● STATED GOAL: Swap "Place a marker on" for "Put a point on" throughout the records and write the lines out again with everything else unchanged. Omit the pictures.

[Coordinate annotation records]

## start

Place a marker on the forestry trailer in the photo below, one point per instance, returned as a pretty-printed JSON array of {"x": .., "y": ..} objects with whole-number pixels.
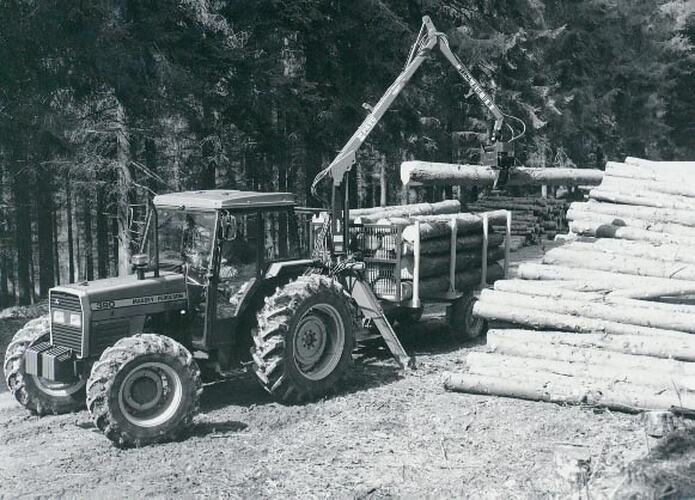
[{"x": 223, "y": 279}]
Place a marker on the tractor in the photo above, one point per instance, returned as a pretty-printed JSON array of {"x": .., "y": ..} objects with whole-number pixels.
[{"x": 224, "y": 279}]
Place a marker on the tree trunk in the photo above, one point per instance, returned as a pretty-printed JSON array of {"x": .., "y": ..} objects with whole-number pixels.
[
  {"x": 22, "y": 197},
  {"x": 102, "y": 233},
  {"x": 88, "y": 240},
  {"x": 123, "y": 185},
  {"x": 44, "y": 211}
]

## end

● PROBLEM SOLUTION:
Put a point on the forestry trailer in the photo below, one point per instance, returned as a pretty-printed JSON array of {"x": .., "y": ..} objects with whole-number pixels.
[{"x": 223, "y": 279}]
Put a point on the tractor in the photo above, one point per instance, returned as a pretty-printed JSON array of {"x": .., "y": ..} objects with whole-number pixels.
[{"x": 224, "y": 279}]
Put a point on the tree trunk in the photo above, one point per instance, returned as a pretty-printed JSON array of {"x": .., "y": ..} objects with whole-number pixels.
[
  {"x": 22, "y": 197},
  {"x": 102, "y": 233},
  {"x": 88, "y": 240},
  {"x": 123, "y": 185},
  {"x": 44, "y": 211}
]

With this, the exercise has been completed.